┌─ Data provided
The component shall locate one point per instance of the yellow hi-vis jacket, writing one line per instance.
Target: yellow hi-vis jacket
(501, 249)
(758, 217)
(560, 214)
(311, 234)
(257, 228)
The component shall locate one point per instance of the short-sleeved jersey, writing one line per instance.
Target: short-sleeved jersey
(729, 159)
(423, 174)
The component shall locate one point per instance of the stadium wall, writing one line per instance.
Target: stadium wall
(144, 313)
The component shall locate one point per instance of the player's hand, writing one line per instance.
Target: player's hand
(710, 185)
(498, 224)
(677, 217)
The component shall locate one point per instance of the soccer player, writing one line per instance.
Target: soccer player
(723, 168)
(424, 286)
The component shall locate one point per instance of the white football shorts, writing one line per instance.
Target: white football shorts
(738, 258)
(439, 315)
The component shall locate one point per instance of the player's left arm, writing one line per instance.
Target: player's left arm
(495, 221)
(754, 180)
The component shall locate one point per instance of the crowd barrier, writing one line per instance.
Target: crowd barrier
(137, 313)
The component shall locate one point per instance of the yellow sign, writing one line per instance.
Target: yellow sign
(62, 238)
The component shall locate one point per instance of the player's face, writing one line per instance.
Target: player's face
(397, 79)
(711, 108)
└─
• [Problem description]
In the listing above, find the line containing "jersey, writing one line per instance.", then reproduce it and each line after it through the end, exactly and with nothing added.

• [The solution]
The component shall locate one point per instance of the short-sleeved jersey, writing one line per instance.
Target: short-sleeved jersey
(729, 159)
(423, 174)
The component shall locate one point per instance of the stadium wall, writing one line per instance.
Target: stadium wall
(144, 313)
The component shall locate one point per instance of the player's hand, writing one line per instance.
Target: player's hand
(710, 185)
(498, 224)
(677, 217)
The component shall locate one point per instance of the soccer player, writing one line per instance.
Target: soccer player
(723, 168)
(424, 286)
The component shall locate one point per instance of the white football shorts, writing one line per instance.
Target: white football shorts
(738, 258)
(439, 315)
The component shall locate one point per instance of the player's left arm, writing one line per instance.
Target: player's left arm
(495, 221)
(754, 180)
The component shall locate one point per instance of the crowd barrier, writing one line per instance.
Target: crowd barrier
(137, 313)
The component shall locate one point per instance of the yellow sign, writing one line per instance.
Target: yellow sign
(62, 238)
The component shall locate one point per instance of the player's face, writing one line per instance.
Target: player's face
(397, 79)
(711, 108)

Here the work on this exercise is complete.